Problem
No pictures go into the copy. Write out every line below exactly.

Region pointing data
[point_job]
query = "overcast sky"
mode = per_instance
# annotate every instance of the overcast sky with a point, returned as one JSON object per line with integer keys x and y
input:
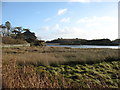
{"x": 51, "y": 20}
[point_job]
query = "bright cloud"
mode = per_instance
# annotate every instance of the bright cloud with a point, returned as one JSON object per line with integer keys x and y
{"x": 62, "y": 11}
{"x": 89, "y": 28}
{"x": 65, "y": 20}
{"x": 47, "y": 19}
{"x": 93, "y": 1}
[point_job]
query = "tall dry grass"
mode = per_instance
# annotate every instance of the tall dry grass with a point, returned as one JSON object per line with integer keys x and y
{"x": 27, "y": 77}
{"x": 58, "y": 55}
{"x": 19, "y": 66}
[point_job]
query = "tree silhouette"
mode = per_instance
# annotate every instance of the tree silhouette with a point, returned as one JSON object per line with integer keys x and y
{"x": 8, "y": 26}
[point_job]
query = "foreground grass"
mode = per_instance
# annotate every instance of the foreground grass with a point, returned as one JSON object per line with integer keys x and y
{"x": 53, "y": 67}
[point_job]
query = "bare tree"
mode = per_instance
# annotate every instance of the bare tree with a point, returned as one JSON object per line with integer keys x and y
{"x": 8, "y": 26}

Answer to this problem
[point_job]
query = "overcast sky"
mode = per_instance
# annotate every instance of the overcast sky with a point, returned as one JSON object per line with integer keys x and y
input:
{"x": 51, "y": 20}
[point_job]
query = "bright cloud"
mode = per_instance
# annotate every instance of the bright cloud with a point, returned as one JSON object per line with integer keys x and y
{"x": 62, "y": 11}
{"x": 89, "y": 28}
{"x": 65, "y": 20}
{"x": 47, "y": 19}
{"x": 93, "y": 1}
[point_job]
query = "tall dry grass"
mode = per_instance
# annotate every instance of the tall dry grass with a point, returned as one JSON object per line with integer keys x and y
{"x": 27, "y": 77}
{"x": 58, "y": 55}
{"x": 19, "y": 66}
[point_job]
query = "tree silhouette"
mode = per_instance
# annotate every instance of the tree silhouette with a point, returned as one JSON object per line with integer keys x and y
{"x": 8, "y": 26}
[point_job]
query = "foreground grass"
mode = per_instance
# annotate every instance of the foreground grass with a point, returned as one JSON object per line with integer keys x and y
{"x": 53, "y": 67}
[point_job]
query = "bare tree"
mode = per_instance
# annotate every instance of the bare tree with a point, returned as one JSON object per line with integer keys x and y
{"x": 8, "y": 26}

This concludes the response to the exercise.